**Extrait à lire:**
★ ★ ★ ★

Un documentaire sonore tout en atmosphères forestières.

Il existe, en Wallonie, quelques poignées de passionnés pour qui le cerf est toute la vie. Son observation silencieuse au petit matin, sa chasse en battue ou à l'affût, la recherche de ses mues (les "bois"), son recensement et son identification, allant jusqu'à donner à chaque animal un surnom qui caractérise son allure ou son tempérament et qui le suivra pendant toute sa vie : Pavarotti, Placide, Le Rouge, Keops, etc. Benoît Fasbender, installé à Étale (Gaume), est l'un de ces passionnés, sauf qu'il a une particularité supplémentaire assez cocasse : il a été, pendant quatre années consécutives, le meilleur imitateur national du brame du cerf, ce cri poussé par l'animal en automne lorsqu'il revendique la possession d'un territoire et d'une harde.

Cris et grognements

Journaliste et photographe vivant à Bruxelles mais familier des grandes balades dans les forêts de Saint-Hubert, Matthieu Cornélis ne pouvait pas laisser un tel sujet hors du champ de son enregistreur audionumérique et de ses micros. Pendant des semaines, il a arpenté les chemins forestiers en compagnie de son "sujet", non pas en s'intéressant à la tentative de celui-ci de briguer un nouveau titre en 2018, mais en s'attachant aux modalités de transmission de cette passion vers son fils. Car dans la famille Fasbender, il y a un fils, Baptiste, qui, aux portes de l'adolescence, partage le même intérêt pour le cerf que son géniteur, au point d'y consacrer une bonne partie de ses loisirs et de convoiter également une place sur le podium du Championnat d'imitation du brame à Saint-Hubert.

Communion avec les cerfs

Une activité dérisoire, jugeront certains... Pas si vite, car la volonté de crier aussi puissamment que le roi des animaux d'Ardenne, outre qu'elle fait appel à des capacités gutturales impressionnantes, traduit en fait un désir de se rapprocher au plus près de l'intimité du cerf, voire d'entrer en communion avec lui. Interviewé dans le documentaire sonore, Benoît Fasbender raconte à cet égard l'origine de sa fascination pour la voix de l'animal : frustré de constater que ses photos de cervidés ne parvenaient pas à rendre compte des émotions dégagées pendant le brame, il décide un jour de les attirer à lui pour les observer à plus courte distance, mettant à profit sa voix grave particulièrement vibrante.

★ ★ ★ ★

**Consigne a:**
Indiquez le nombre de lignes des rangées ci-dessous qui contiennent la chaîne « brown », en tenant compte de la casse. Donnez uniquement ce nombre.

★ ★ ★ ★

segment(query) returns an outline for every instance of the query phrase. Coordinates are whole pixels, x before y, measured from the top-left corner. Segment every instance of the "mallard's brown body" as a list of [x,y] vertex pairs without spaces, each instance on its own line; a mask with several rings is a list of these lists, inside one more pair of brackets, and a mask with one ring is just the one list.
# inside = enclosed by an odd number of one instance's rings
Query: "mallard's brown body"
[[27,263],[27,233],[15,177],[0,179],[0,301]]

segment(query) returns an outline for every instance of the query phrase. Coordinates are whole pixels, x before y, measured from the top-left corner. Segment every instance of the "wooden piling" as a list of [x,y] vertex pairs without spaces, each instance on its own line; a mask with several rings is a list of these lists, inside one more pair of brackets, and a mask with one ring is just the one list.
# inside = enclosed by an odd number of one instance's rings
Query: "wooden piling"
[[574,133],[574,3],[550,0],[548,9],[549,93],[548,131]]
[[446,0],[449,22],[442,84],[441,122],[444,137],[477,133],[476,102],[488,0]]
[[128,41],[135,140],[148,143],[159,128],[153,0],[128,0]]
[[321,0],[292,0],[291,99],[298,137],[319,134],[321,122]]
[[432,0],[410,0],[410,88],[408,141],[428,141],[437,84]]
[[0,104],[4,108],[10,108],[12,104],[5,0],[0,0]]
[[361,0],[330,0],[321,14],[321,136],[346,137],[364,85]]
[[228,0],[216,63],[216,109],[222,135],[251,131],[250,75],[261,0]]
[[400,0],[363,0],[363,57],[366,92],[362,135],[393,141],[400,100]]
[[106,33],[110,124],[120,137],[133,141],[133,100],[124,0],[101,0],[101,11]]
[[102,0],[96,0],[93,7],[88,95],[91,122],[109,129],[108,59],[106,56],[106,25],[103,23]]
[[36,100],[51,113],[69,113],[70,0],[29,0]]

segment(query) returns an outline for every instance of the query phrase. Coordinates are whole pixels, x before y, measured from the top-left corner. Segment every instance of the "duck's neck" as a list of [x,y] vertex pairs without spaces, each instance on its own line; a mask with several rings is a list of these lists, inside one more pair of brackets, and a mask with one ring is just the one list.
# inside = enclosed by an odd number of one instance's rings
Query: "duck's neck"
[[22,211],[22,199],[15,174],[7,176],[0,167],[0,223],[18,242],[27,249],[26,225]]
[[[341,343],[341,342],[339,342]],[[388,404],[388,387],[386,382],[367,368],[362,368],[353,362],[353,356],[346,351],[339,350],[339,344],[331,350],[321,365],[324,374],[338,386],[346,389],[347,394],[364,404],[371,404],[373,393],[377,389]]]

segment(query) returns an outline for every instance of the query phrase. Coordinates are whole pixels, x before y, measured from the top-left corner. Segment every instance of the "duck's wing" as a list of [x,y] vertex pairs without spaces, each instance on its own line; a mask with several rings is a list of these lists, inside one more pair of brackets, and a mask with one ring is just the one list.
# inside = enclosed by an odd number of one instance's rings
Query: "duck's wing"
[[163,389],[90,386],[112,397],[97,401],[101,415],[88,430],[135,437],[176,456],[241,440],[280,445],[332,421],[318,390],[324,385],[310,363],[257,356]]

★ ★ ★ ★

**Consigne b:**
Recopiez mot pour mot, s'il vous plaît, le passage de l'extrait sur le brame du cerf qui va de « Communion avec les » jusqu'à « grave particulièrement vibrante. ».

**Résultat a:**
2

**Résultat b:**
Communion avec les cerfs

Une activité dérisoire, jugeront certains... Pas si vite, car la volonté de crier aussi puissamment que le roi des animaux d'Ardenne, outre qu'elle fait appel à des capacités gutturales impressionnantes, traduit en fait un désir de se rapprocher au plus près de l'intimité du cerf, voire d'entrer en communion avec lui. Interviewé dans le documentaire sonore, Benoît Fasbender raconte à cet égard l'origine de sa fascination pour la voix de l'animal : frustré de constater que ses photos de cervidés ne parvenaient pas à rendre compte des émotions dégagées pendant le brame, il décide un jour de les attirer à lui pour les observer à plus courte distance, mettant à profit sa voix grave particulièrement vibrante.